Overview - Health
Health data is highly sensitive and personal identifiable, thus requiring special protection. The state-of-the-art are solutions are controlled access schemes that couple data use to contractual regulatory and technical measures that address privacy at the cost of reducing the utility of the data. With differential privacy, we have methods on our hand that provide principled protection against such privacy threats. Unfortunately, these techniques need rigorous privacy accounting for each access to the data and novel algorithms - as differential privacy is a property of the algorithm itself. Hence, adaption to existing solutions is challenging and to some extend incompatible with exiting workflows for sharing and processing such data. Furthermore, as open access sharing of data is not possible, exploratory research is limited, and at a certain point the privacy budget might be depleted and no further access to the data can be granted. Differentially private synthetic data and generators are principled solutions for this problem.
The primary goal of this challenge is to advance synthetic data generators to allow for synthesizing data that capture relevant biomedical properties of the real data, while offering principled protection of the privacy of the study participants. With this novel challenge, we aim at bringing the research community together to advance the state-of-the-art for generating realistic and useful synthesized datasets. We provide several baselines for state-of-the-art generative models private and non-private generation. This challenge will build on widely used reference molecular datasets in oncology, which will simplify participation while maximizing relevance of the derived solutions.
+---+
Prompt 1: According to the health overview, differential privacy is a property of what?
Prompt 2: List the kinds of measures to which controlled access schemes couple data use, as named in the health overview.
The records are not needed for this work.

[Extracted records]
+---+
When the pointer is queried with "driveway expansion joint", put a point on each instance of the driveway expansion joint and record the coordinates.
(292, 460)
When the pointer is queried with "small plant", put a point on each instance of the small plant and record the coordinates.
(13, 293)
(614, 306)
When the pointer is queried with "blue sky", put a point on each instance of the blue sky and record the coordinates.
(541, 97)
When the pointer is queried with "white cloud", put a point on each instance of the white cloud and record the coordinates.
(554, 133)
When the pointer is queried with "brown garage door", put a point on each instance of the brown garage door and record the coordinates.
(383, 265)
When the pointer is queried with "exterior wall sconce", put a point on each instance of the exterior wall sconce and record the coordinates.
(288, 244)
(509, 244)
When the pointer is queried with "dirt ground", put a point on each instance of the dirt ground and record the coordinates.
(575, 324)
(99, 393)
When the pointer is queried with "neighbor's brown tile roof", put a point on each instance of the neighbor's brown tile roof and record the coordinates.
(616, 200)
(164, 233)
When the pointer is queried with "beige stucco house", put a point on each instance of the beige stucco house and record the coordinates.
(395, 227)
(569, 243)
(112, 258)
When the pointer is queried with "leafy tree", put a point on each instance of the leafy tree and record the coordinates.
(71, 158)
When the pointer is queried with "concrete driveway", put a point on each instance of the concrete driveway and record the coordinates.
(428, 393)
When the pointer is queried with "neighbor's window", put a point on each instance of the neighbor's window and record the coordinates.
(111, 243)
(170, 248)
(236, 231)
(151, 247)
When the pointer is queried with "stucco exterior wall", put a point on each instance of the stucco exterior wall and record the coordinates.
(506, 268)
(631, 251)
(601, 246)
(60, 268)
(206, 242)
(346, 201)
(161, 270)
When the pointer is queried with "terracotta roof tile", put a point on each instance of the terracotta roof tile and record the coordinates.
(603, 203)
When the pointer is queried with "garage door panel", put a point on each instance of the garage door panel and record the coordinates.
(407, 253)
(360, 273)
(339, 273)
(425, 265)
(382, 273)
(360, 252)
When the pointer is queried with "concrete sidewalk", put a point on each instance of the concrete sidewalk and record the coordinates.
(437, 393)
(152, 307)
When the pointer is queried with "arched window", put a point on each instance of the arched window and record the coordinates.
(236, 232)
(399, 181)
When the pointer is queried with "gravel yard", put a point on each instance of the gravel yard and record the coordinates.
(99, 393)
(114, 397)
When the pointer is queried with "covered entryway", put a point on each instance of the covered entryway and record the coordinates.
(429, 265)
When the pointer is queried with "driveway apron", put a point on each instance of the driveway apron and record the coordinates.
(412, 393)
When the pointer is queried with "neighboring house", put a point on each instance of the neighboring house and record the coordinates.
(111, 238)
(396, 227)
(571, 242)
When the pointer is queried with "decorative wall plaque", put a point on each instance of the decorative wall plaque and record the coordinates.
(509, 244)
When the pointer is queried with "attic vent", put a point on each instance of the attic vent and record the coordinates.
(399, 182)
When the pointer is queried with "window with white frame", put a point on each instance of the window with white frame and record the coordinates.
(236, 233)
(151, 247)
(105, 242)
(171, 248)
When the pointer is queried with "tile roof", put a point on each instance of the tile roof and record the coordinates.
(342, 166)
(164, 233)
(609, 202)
+---+
Answer area 1: Of the algorithm itself.

Answer area 2: Contractual, regulatory and technical measures.